• Excerpted data:

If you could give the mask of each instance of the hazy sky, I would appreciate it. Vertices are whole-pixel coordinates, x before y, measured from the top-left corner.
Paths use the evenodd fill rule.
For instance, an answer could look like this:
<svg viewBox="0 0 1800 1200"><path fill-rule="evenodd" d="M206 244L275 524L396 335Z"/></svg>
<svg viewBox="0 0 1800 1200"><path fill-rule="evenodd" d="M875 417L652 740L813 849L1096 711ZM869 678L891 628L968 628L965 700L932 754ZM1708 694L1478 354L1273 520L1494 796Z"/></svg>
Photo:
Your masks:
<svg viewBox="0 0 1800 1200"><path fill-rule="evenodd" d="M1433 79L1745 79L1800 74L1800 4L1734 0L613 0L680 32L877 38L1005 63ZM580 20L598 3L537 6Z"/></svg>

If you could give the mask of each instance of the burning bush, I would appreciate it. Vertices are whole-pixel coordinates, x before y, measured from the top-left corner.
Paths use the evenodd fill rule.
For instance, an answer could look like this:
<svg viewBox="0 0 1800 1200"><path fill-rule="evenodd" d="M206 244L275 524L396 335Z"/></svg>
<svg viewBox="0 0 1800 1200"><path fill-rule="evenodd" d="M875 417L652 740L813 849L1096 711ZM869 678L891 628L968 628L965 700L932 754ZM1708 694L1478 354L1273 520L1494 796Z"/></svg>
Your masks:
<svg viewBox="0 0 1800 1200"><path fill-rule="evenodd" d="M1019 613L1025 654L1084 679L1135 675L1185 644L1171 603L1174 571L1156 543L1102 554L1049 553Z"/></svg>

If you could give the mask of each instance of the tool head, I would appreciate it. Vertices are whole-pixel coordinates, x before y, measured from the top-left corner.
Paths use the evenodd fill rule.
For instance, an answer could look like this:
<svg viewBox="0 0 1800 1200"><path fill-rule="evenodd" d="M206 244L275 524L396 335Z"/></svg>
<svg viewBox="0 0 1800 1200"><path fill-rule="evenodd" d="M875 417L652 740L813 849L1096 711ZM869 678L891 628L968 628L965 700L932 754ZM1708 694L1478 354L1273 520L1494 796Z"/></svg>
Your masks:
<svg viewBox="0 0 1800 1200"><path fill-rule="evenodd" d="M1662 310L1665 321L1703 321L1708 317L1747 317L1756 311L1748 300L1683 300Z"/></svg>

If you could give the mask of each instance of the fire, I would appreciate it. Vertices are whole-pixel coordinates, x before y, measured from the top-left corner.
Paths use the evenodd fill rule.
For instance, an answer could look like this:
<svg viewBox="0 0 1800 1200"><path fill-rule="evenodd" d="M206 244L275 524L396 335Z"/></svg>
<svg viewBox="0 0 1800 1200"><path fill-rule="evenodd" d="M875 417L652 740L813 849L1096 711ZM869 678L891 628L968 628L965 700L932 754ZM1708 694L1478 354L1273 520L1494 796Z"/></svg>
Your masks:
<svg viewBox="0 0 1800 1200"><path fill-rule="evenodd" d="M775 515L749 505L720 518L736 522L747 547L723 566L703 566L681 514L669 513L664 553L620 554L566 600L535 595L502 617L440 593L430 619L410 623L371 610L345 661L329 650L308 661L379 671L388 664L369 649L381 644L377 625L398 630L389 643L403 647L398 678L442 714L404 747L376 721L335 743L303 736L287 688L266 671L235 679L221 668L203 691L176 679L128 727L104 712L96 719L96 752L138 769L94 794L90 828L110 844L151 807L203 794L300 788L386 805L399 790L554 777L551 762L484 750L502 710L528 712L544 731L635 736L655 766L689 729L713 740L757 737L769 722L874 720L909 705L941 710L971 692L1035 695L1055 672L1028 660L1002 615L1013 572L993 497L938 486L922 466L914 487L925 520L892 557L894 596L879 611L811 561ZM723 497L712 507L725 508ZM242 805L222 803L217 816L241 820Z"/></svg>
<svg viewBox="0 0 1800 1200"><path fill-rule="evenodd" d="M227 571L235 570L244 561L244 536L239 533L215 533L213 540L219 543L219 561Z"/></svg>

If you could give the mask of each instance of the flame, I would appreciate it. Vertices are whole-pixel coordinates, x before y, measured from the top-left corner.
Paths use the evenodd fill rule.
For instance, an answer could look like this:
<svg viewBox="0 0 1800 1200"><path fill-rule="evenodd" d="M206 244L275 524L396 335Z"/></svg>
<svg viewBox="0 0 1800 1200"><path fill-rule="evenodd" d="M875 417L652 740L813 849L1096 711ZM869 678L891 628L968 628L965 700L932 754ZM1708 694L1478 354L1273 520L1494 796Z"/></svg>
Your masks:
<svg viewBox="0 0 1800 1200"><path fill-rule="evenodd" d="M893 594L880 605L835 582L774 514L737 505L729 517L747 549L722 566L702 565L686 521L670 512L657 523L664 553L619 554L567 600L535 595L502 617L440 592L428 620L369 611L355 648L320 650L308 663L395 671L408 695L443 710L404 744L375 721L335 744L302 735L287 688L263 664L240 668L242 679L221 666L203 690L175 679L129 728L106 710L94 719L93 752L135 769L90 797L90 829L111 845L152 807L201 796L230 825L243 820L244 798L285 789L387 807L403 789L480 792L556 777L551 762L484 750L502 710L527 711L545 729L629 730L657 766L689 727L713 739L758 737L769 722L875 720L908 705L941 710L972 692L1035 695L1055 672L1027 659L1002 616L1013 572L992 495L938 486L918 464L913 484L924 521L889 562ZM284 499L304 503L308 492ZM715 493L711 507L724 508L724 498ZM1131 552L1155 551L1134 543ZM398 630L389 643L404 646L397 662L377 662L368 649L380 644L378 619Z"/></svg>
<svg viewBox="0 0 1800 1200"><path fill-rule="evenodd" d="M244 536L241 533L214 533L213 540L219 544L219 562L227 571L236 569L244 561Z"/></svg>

• Brief: What is needed is an exact transcription of every entry above.

• Your response:
If you could give the mask of each instance of the hazy sky, I would appreciate it. Vertices are whole-pixel coordinates, x before y, measured from the top-left corner.
Paths use the evenodd fill rule.
For instance, an answer could look like this:
<svg viewBox="0 0 1800 1200"><path fill-rule="evenodd" d="M206 244L275 524L396 335Z"/></svg>
<svg viewBox="0 0 1800 1200"><path fill-rule="evenodd" d="M875 417L652 740L813 849L1096 711ZM869 678L891 628L968 628L965 700L932 754ZM1708 694L1478 354L1273 520L1494 796Z"/></svg>
Photo:
Your masks:
<svg viewBox="0 0 1800 1200"><path fill-rule="evenodd" d="M1433 79L1745 79L1800 74L1800 4L1734 0L613 0L680 32L877 38L1005 63ZM580 20L598 3L537 6Z"/></svg>

If you could give the mask of each instance of the burning bush, I would appreciate it. Vertices are whole-pixel coordinates, x before y, measured from the top-left corner.
Paths use the evenodd fill rule.
For instance, an answer could look like this:
<svg viewBox="0 0 1800 1200"><path fill-rule="evenodd" d="M206 244L275 524L396 335Z"/></svg>
<svg viewBox="0 0 1800 1200"><path fill-rule="evenodd" d="M875 417L652 740L813 849L1096 711ZM869 678L891 628L968 628L965 700L932 754ZM1708 694L1478 354L1273 520L1494 796Z"/></svg>
Your masks:
<svg viewBox="0 0 1800 1200"><path fill-rule="evenodd" d="M1019 613L1025 654L1084 679L1135 675L1185 644L1171 603L1174 571L1156 543L1102 554L1049 553Z"/></svg>

If you could give the mask of each instance of the tool head, I would appreciate it. Vertices are whole-pixel coordinates, x before y, measured from the top-left corner.
Paths use the evenodd fill rule.
For instance, an answer could look like this:
<svg viewBox="0 0 1800 1200"><path fill-rule="evenodd" d="M206 244L275 524L396 335Z"/></svg>
<svg viewBox="0 0 1800 1200"><path fill-rule="evenodd" d="M875 417L652 740L813 849L1096 711ZM869 678L891 628L968 628L965 700L932 754ZM1708 694L1478 354L1273 520L1494 796Z"/></svg>
Your masks:
<svg viewBox="0 0 1800 1200"><path fill-rule="evenodd" d="M1662 310L1665 321L1703 321L1708 317L1747 317L1756 311L1748 300L1683 300Z"/></svg>

If you could give the mask of each instance of the fire, I would appreciate it. Vertices are whole-pixel coordinates, x before y, measured from the top-left corner.
Paths use the evenodd fill rule.
For instance, an answer could look like this:
<svg viewBox="0 0 1800 1200"><path fill-rule="evenodd" d="M206 244L275 524L396 335Z"/></svg>
<svg viewBox="0 0 1800 1200"><path fill-rule="evenodd" d="M875 417L652 740L813 849L1096 711ZM869 678L891 628L968 628L965 700L932 754ZM1708 694L1478 354L1273 520L1494 796Z"/></svg>
Your masks:
<svg viewBox="0 0 1800 1200"><path fill-rule="evenodd" d="M775 515L749 505L720 518L736 522L747 547L723 566L703 566L681 514L669 513L664 553L620 554L566 600L535 595L502 617L440 593L430 619L410 623L371 610L345 661L329 650L308 661L379 671L388 664L369 649L381 644L377 625L398 630L389 643L403 647L398 678L442 714L404 747L376 721L335 743L303 736L287 688L266 671L235 679L221 668L203 691L176 679L128 727L104 712L96 719L96 752L138 769L94 794L90 828L110 844L151 807L203 794L300 788L386 805L399 790L554 777L551 762L484 750L502 710L528 712L544 731L635 736L655 766L689 729L713 740L757 737L769 722L874 720L909 705L941 710L971 692L1035 695L1055 672L1028 660L1002 615L1013 572L993 497L938 486L922 466L914 487L925 520L892 557L894 596L879 611L811 561ZM723 497L712 507L725 508ZM242 805L222 803L217 816L241 820Z"/></svg>
<svg viewBox="0 0 1800 1200"><path fill-rule="evenodd" d="M227 571L235 570L244 561L244 536L239 533L215 533L213 540L219 543L219 561Z"/></svg>

If you could give the mask of each instance of the flame, I would appreciate it. Vertices are whole-pixel coordinates, x before y, measured from the top-left corner.
Paths use the evenodd fill rule.
For instance, an answer could look like this:
<svg viewBox="0 0 1800 1200"><path fill-rule="evenodd" d="M206 244L275 524L396 335Z"/></svg>
<svg viewBox="0 0 1800 1200"><path fill-rule="evenodd" d="M875 417L652 740L813 849L1096 711ZM869 678L891 628L968 628L965 700L932 754ZM1708 694L1478 354L1273 520L1494 796Z"/></svg>
Your masks:
<svg viewBox="0 0 1800 1200"><path fill-rule="evenodd" d="M893 594L880 605L835 582L774 514L737 505L729 517L747 549L722 566L702 565L686 521L670 512L657 523L664 553L619 554L567 600L535 595L502 617L440 592L428 620L369 611L355 648L320 650L308 663L395 671L408 695L443 710L404 744L375 721L335 744L302 735L287 688L263 664L240 668L242 679L221 666L203 690L175 679L129 728L106 710L94 719L93 752L135 769L90 797L90 829L111 845L152 807L201 796L230 825L243 820L244 798L285 789L387 807L403 789L480 792L556 777L551 762L484 750L502 710L527 711L545 729L629 730L657 766L689 727L713 739L758 737L769 722L875 720L908 705L941 710L972 692L1035 695L1055 672L1027 659L1002 616L1013 572L992 495L938 486L918 464L913 484L924 521L889 562ZM284 499L304 503L308 492ZM715 493L711 507L724 508L724 498ZM1131 552L1155 551L1134 543ZM398 630L389 643L404 646L397 662L377 662L368 649L380 644L378 619Z"/></svg>
<svg viewBox="0 0 1800 1200"><path fill-rule="evenodd" d="M244 536L241 533L214 533L213 540L219 544L219 562L227 571L236 569L244 561Z"/></svg>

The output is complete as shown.